▸ **Work order**: Please retype all the data below exactly, line for line.
++++++++
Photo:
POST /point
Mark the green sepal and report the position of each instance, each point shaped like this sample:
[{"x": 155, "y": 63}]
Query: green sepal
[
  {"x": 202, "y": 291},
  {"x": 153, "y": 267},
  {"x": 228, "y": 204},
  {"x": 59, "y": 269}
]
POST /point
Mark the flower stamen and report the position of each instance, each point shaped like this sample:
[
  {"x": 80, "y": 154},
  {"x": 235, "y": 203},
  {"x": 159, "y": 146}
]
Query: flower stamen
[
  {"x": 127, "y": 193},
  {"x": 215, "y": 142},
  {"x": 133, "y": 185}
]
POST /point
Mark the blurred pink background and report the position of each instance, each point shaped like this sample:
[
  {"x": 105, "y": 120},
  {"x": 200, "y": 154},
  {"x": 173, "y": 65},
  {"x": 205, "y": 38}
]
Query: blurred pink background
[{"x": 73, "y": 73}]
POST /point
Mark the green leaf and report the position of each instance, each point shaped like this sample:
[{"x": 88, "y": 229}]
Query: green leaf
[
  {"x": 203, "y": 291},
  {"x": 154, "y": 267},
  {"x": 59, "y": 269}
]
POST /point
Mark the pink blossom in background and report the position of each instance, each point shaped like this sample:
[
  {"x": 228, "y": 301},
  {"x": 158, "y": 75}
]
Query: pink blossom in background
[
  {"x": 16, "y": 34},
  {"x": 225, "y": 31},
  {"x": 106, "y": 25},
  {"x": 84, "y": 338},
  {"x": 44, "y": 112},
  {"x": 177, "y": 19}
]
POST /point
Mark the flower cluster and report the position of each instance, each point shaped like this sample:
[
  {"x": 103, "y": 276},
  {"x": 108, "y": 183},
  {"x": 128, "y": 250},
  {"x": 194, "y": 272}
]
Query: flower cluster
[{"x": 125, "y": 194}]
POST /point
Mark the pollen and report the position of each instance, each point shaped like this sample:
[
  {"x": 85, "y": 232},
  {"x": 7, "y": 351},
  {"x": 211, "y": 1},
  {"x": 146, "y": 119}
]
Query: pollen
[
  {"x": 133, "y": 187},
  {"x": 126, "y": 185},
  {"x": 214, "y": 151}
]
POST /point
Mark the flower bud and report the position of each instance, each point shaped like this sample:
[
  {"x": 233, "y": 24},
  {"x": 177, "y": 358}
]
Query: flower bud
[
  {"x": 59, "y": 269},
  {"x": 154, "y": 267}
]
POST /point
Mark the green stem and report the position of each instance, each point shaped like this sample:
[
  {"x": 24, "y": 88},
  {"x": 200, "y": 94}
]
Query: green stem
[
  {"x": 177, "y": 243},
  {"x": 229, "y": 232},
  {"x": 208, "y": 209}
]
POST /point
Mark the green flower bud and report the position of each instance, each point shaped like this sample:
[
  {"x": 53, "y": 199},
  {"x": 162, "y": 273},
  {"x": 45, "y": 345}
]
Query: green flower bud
++++++++
▸ **Response below**:
Photo:
POST /point
Mark the green sepal and report the position of each instance, each point shaped like this sample:
[{"x": 155, "y": 63}]
Query: green sepal
[
  {"x": 202, "y": 291},
  {"x": 153, "y": 267},
  {"x": 228, "y": 204},
  {"x": 59, "y": 269}
]
POST /point
Mark the flower stamen and report the position of each instance, each point shaped like this sample:
[
  {"x": 80, "y": 154},
  {"x": 235, "y": 203},
  {"x": 159, "y": 146}
]
Query: flower stamen
[
  {"x": 127, "y": 193},
  {"x": 215, "y": 142},
  {"x": 133, "y": 185}
]
POST /point
Mark the blurred pink background and report the position of each instance, each point shaped like this sample:
[
  {"x": 105, "y": 120},
  {"x": 200, "y": 154},
  {"x": 173, "y": 65},
  {"x": 205, "y": 38}
]
Query: blurred pink background
[{"x": 73, "y": 73}]
POST /point
Mark the green leaf and report the position of each instance, each point shaped like this sample:
[{"x": 88, "y": 229}]
Query: green leaf
[
  {"x": 203, "y": 291},
  {"x": 154, "y": 267},
  {"x": 59, "y": 269}
]
POST /point
Mark the pink blossom in background and report the position of each instance, each point shaped like this sample:
[
  {"x": 228, "y": 301},
  {"x": 158, "y": 75}
]
Query: pink blossom in background
[
  {"x": 16, "y": 34},
  {"x": 225, "y": 31},
  {"x": 106, "y": 25},
  {"x": 84, "y": 338},
  {"x": 44, "y": 112},
  {"x": 177, "y": 19}
]
POST /point
Mark the flower cluster and report the position of each instance, each point shaped like this sample:
[
  {"x": 103, "y": 276},
  {"x": 108, "y": 183},
  {"x": 128, "y": 250},
  {"x": 194, "y": 272}
]
Query: flower cluster
[{"x": 125, "y": 194}]
POST /point
Mark the pollen and report the position of each instance, each point shaped like this sample:
[
  {"x": 85, "y": 232},
  {"x": 7, "y": 351},
  {"x": 211, "y": 1},
  {"x": 146, "y": 119}
]
Query: pollen
[
  {"x": 133, "y": 187},
  {"x": 126, "y": 185},
  {"x": 214, "y": 151}
]
POST /point
Mark the flower bud and report the position of each instance, each point shaped like this sample:
[
  {"x": 233, "y": 24},
  {"x": 177, "y": 358}
]
Query: flower bud
[
  {"x": 59, "y": 269},
  {"x": 154, "y": 267}
]
POST /point
Mark the green stem and report the position of each instance, each point shaped like this sample:
[
  {"x": 24, "y": 88},
  {"x": 200, "y": 94}
]
Query: green stem
[
  {"x": 177, "y": 243},
  {"x": 229, "y": 232},
  {"x": 208, "y": 209}
]
POST /point
Mark the green flower bud and report the position of each instance, each point shaped like this sample:
[
  {"x": 53, "y": 199},
  {"x": 162, "y": 273},
  {"x": 45, "y": 345}
]
Query: green flower bud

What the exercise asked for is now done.